TEXT EXTRACT:

Why I Cook

Everyone needs to eat. Not all of us need to cook.


For those who do, though, the urge can feel as visceral as a hunger pang. There are times when weeks fly past without a single chance to really make something. Weeks when nearly every meal is eaten in a restaurant, arrives on the back of a delivery person's bike, or consists of a bowl of Fage with a spoonful of jam mixed in. There's nothing really wrong with any of those options (trust me on the jam thing — it's delicious), but there is something missing.


I love to eat the things I cook, of course, but almost more than that, I love to make them. I find solace in the soothing rhythm of the prep work, my knife slicing gracefully through an onion or pile of herbs. I find comfort in the soft thump my oven makes as I open and close it and delight in the ease that's come into my life since I invested in a thermometer to take the actual temperature inside. I love thinking a bit about what's on hand — this weekend, it was half a squash, a head of garlic, and some cheese — and building a meal around it.


Cooking engages all my senses - I can hear when onions are browning too quickly, smell when cookies need to come out of the oven, see when a soup has come to a boil, or feel when a chicken is done by wiggling its leg in the joint. I can taste a vinaigrette and make it sing by adding a little more honey or a dash of salt.

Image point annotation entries
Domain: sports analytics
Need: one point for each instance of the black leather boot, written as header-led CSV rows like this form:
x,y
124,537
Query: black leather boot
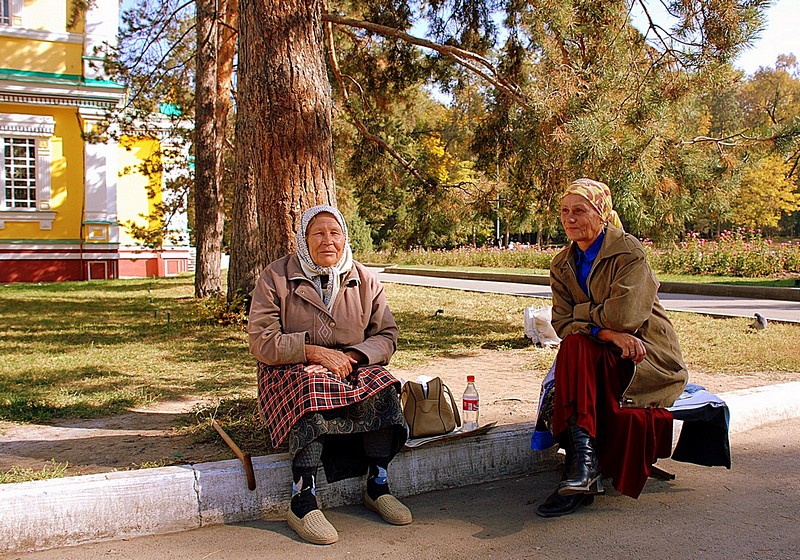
x,y
557,505
584,474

PROBLEM DETAILS: Copy the cooking text word for word, from "I love to eat" up to and including "dash of salt.". These entries have no connection to the text about cooking.

ANSWER IN FULL:
I love to eat the things I cook, of course, but almost more than that, I love to make them. I find solace in the soothing rhythm of the prep work, my knife slicing gracefully through an onion or pile of herbs. I find comfort in the soft thump my oven makes as I open and close it and delight in the ease that's come into my life since I invested in a thermometer to take the actual temperature inside. I love thinking a bit about what's on hand — this weekend, it was half a squash, a head of garlic, and some cheese — and building a meal around it.


Cooking engages all my senses - I can hear when onions are browning too quickly, smell when cookies need to come out of the oven, see when a soup has come to a boil, or feel when a chicken is done by wiggling its leg in the joint. I can taste a vinaigrette and make it sing by adding a little more honey or a dash of salt.